:: Information given

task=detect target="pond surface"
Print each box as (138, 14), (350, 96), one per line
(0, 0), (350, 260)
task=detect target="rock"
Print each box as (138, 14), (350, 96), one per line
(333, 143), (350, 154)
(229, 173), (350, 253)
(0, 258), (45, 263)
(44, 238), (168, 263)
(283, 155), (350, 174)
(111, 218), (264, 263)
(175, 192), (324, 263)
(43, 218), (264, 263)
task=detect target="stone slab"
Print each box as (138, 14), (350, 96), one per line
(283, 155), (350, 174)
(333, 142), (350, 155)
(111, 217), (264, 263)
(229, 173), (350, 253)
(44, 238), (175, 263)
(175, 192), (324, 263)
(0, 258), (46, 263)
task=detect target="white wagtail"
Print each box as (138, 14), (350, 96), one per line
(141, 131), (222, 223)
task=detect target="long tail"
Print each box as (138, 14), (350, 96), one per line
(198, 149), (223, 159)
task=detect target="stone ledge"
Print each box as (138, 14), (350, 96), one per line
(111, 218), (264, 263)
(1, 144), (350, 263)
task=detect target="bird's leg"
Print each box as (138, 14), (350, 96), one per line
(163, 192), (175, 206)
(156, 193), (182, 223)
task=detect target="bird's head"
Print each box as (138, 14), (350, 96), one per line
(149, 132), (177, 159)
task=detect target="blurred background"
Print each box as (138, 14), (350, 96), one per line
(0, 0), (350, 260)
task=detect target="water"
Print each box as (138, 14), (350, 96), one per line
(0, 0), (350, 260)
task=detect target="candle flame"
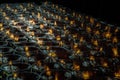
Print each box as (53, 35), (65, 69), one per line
(37, 60), (42, 66)
(90, 17), (94, 24)
(9, 61), (12, 65)
(93, 40), (98, 46)
(0, 23), (3, 27)
(82, 71), (90, 80)
(114, 71), (120, 79)
(73, 63), (80, 71)
(26, 51), (30, 57)
(13, 73), (18, 78)
(86, 27), (92, 33)
(49, 52), (57, 57)
(0, 53), (3, 57)
(80, 37), (84, 43)
(70, 21), (74, 25)
(105, 32), (111, 38)
(60, 59), (65, 64)
(25, 46), (29, 51)
(112, 37), (118, 43)
(54, 21), (57, 26)
(90, 56), (95, 61)
(40, 24), (44, 29)
(56, 35), (61, 41)
(112, 48), (118, 56)
(55, 73), (58, 80)
(65, 17), (68, 21)
(102, 62), (108, 67)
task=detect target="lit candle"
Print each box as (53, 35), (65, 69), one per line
(112, 47), (118, 56)
(48, 29), (53, 34)
(65, 16), (68, 21)
(112, 36), (118, 43)
(26, 27), (30, 32)
(102, 62), (108, 67)
(37, 12), (41, 18)
(93, 40), (98, 46)
(13, 73), (18, 79)
(40, 24), (44, 29)
(56, 35), (61, 41)
(70, 20), (74, 25)
(9, 61), (13, 71)
(114, 70), (120, 79)
(38, 40), (43, 45)
(6, 30), (10, 35)
(54, 21), (57, 26)
(37, 60), (42, 67)
(90, 17), (94, 24)
(80, 37), (84, 43)
(14, 36), (19, 41)
(73, 62), (80, 71)
(45, 66), (51, 76)
(82, 71), (90, 80)
(0, 53), (3, 64)
(105, 32), (111, 38)
(0, 23), (3, 27)
(55, 73), (58, 80)
(10, 33), (14, 39)
(89, 56), (95, 61)
(25, 46), (29, 51)
(48, 52), (57, 58)
(86, 27), (92, 33)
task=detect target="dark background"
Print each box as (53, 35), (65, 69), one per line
(0, 0), (120, 26)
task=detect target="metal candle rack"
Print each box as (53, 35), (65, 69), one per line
(0, 2), (120, 80)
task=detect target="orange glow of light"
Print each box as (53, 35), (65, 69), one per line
(82, 71), (90, 80)
(40, 24), (44, 29)
(95, 30), (100, 35)
(10, 34), (14, 39)
(112, 37), (118, 43)
(93, 40), (98, 46)
(9, 61), (12, 65)
(0, 53), (3, 57)
(0, 23), (3, 27)
(76, 49), (81, 54)
(102, 62), (108, 67)
(37, 60), (42, 66)
(26, 27), (30, 32)
(48, 52), (57, 57)
(26, 51), (30, 57)
(38, 40), (43, 45)
(56, 35), (61, 41)
(89, 56), (95, 61)
(60, 59), (65, 64)
(80, 37), (84, 43)
(86, 27), (92, 33)
(70, 20), (74, 25)
(90, 17), (94, 24)
(105, 32), (111, 38)
(6, 30), (10, 35)
(48, 29), (53, 34)
(99, 47), (103, 52)
(25, 46), (29, 51)
(45, 66), (51, 76)
(14, 36), (19, 41)
(73, 63), (80, 71)
(114, 71), (120, 79)
(54, 21), (57, 26)
(13, 73), (18, 78)
(37, 12), (41, 18)
(65, 16), (68, 21)
(112, 47), (118, 56)
(55, 73), (59, 80)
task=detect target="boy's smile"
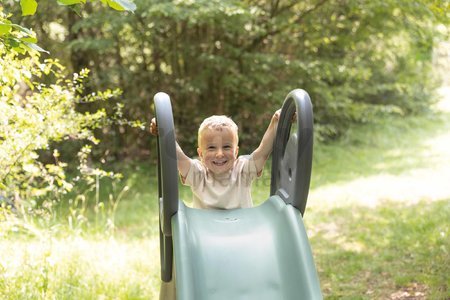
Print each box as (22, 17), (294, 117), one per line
(197, 127), (239, 175)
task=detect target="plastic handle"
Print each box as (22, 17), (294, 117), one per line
(270, 89), (314, 216)
(154, 93), (178, 282)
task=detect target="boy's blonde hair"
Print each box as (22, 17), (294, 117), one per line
(198, 115), (239, 147)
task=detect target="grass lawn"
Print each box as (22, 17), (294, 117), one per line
(0, 91), (450, 299)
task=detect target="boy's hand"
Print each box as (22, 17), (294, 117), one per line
(272, 108), (281, 124)
(150, 118), (158, 136)
(272, 108), (297, 123)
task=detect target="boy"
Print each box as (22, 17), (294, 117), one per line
(150, 110), (281, 209)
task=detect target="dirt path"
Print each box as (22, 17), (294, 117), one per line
(308, 86), (450, 208)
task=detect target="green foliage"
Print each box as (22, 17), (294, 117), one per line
(0, 0), (136, 53)
(0, 44), (120, 223)
(25, 0), (449, 155)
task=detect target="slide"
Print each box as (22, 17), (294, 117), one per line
(154, 89), (322, 300)
(172, 196), (322, 300)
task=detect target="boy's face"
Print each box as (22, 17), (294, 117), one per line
(197, 127), (239, 174)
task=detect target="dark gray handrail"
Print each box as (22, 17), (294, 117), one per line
(270, 89), (313, 215)
(153, 93), (178, 282)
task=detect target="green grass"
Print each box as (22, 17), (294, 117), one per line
(0, 105), (450, 299)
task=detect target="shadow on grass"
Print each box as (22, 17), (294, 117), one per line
(311, 113), (450, 188)
(307, 200), (450, 299)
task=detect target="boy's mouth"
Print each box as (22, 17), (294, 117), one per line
(212, 160), (228, 167)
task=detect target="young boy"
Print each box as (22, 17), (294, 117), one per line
(150, 110), (281, 209)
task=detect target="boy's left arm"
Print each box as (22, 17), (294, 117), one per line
(252, 109), (281, 176)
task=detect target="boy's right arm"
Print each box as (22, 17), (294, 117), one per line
(150, 118), (191, 178)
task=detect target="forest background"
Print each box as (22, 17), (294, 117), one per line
(0, 0), (450, 298)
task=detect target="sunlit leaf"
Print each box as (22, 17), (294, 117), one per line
(58, 0), (86, 5)
(20, 0), (37, 16)
(107, 0), (136, 12)
(24, 42), (50, 54)
(0, 23), (12, 36)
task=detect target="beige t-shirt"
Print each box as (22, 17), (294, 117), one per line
(182, 155), (260, 209)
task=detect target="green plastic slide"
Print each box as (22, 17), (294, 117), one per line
(155, 89), (322, 300)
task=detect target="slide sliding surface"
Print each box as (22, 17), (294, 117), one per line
(172, 196), (322, 300)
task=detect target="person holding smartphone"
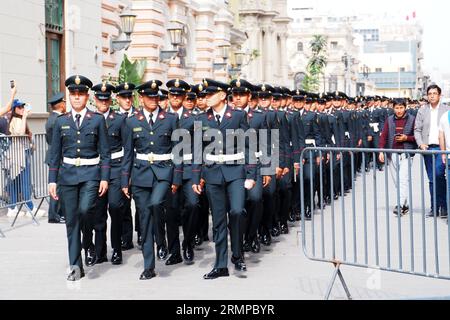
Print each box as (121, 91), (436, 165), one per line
(378, 99), (417, 215)
(0, 85), (17, 120)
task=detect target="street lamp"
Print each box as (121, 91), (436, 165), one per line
(362, 65), (369, 79)
(159, 23), (184, 61)
(234, 51), (245, 68)
(219, 44), (230, 61)
(110, 11), (136, 54)
(167, 24), (184, 47)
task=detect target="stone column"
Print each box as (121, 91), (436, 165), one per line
(193, 1), (218, 83)
(280, 33), (289, 86)
(127, 0), (168, 80)
(261, 26), (273, 83)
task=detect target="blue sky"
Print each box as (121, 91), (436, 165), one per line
(288, 0), (450, 81)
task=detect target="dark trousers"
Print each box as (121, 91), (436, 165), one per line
(59, 181), (100, 269)
(366, 133), (383, 168)
(278, 171), (293, 226)
(108, 179), (128, 252)
(133, 181), (170, 269)
(259, 176), (277, 235)
(206, 179), (245, 268)
(424, 147), (447, 209)
(196, 193), (209, 239)
(48, 186), (63, 220)
(82, 190), (108, 257)
(122, 188), (140, 243)
(122, 200), (133, 243)
(244, 173), (263, 241)
(167, 180), (199, 254)
(303, 157), (318, 211)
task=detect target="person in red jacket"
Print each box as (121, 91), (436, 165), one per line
(379, 99), (417, 215)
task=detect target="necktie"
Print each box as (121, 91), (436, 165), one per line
(75, 114), (81, 129)
(148, 113), (155, 127)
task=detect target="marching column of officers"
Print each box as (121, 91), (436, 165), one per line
(48, 75), (419, 281)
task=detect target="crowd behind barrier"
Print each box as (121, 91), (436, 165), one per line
(300, 148), (450, 299)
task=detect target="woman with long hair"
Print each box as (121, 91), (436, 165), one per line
(7, 99), (34, 216)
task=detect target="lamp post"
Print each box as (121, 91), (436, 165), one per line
(341, 52), (356, 95)
(159, 23), (184, 61)
(110, 11), (136, 54)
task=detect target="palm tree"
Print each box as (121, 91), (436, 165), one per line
(302, 35), (328, 92)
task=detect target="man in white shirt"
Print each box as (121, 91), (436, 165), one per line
(439, 111), (450, 224)
(414, 84), (449, 217)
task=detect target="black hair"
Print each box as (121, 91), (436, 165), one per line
(427, 84), (442, 95)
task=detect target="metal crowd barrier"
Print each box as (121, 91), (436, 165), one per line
(31, 133), (50, 216)
(300, 148), (450, 299)
(0, 136), (39, 237)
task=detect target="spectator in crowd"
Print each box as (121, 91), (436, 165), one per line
(439, 105), (450, 224)
(7, 99), (35, 216)
(414, 84), (449, 217)
(45, 92), (66, 223)
(0, 87), (17, 117)
(379, 99), (417, 215)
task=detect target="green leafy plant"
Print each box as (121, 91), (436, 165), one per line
(109, 55), (147, 110)
(302, 35), (328, 92)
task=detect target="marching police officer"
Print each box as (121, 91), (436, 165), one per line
(115, 82), (142, 251)
(85, 83), (128, 265)
(166, 79), (199, 265)
(45, 92), (66, 223)
(192, 79), (256, 279)
(122, 80), (181, 280)
(82, 83), (120, 267)
(230, 79), (272, 253)
(255, 84), (287, 246)
(49, 75), (111, 281)
(192, 83), (209, 246)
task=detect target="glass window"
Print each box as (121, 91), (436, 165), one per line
(328, 75), (337, 92)
(45, 0), (65, 108)
(45, 0), (64, 32)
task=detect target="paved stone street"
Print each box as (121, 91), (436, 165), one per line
(0, 162), (450, 300)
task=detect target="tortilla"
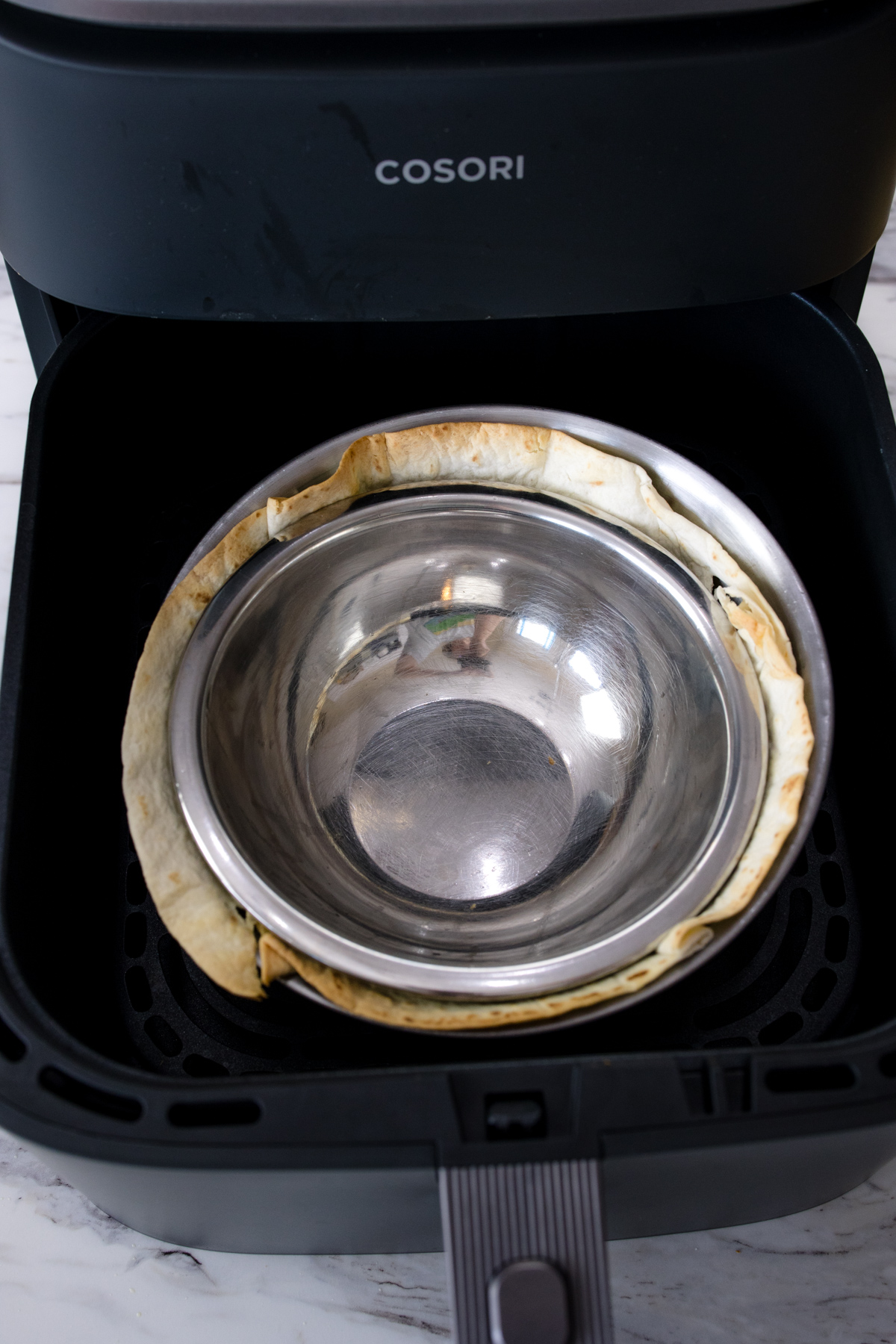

::::

**Directions for this task**:
Render everything from the start of the listing down to the line containing "(0, 258), (46, 263)", both ends included, as a JSON list of strings with one string per line and blank lines left out.

**Solution to the problem**:
[
  "task=detect target=\"pond surface\"",
  "Print each box as (138, 14), (350, 96), one per line",
  "(0, 0), (350, 260)",
  "task=detect target=\"rock\"",
  "Print each box as (138, 14), (350, 96), one per line",
  "(333, 143), (350, 154)",
  "(229, 173), (350, 253)",
  "(0, 258), (45, 263)",
  "(44, 238), (168, 263)",
  "(283, 155), (350, 174)",
  "(111, 218), (264, 263)",
  "(175, 192), (324, 263)",
  "(43, 218), (264, 263)",
  "task=detect target=\"stone slab\"",
  "Print each box as (138, 14), (350, 96), one per line",
  "(283, 155), (350, 174)",
  "(333, 142), (350, 155)",
  "(111, 217), (264, 263)",
  "(229, 173), (350, 253)",
  "(44, 238), (175, 263)",
  "(175, 192), (324, 263)",
  "(0, 258), (46, 263)"
]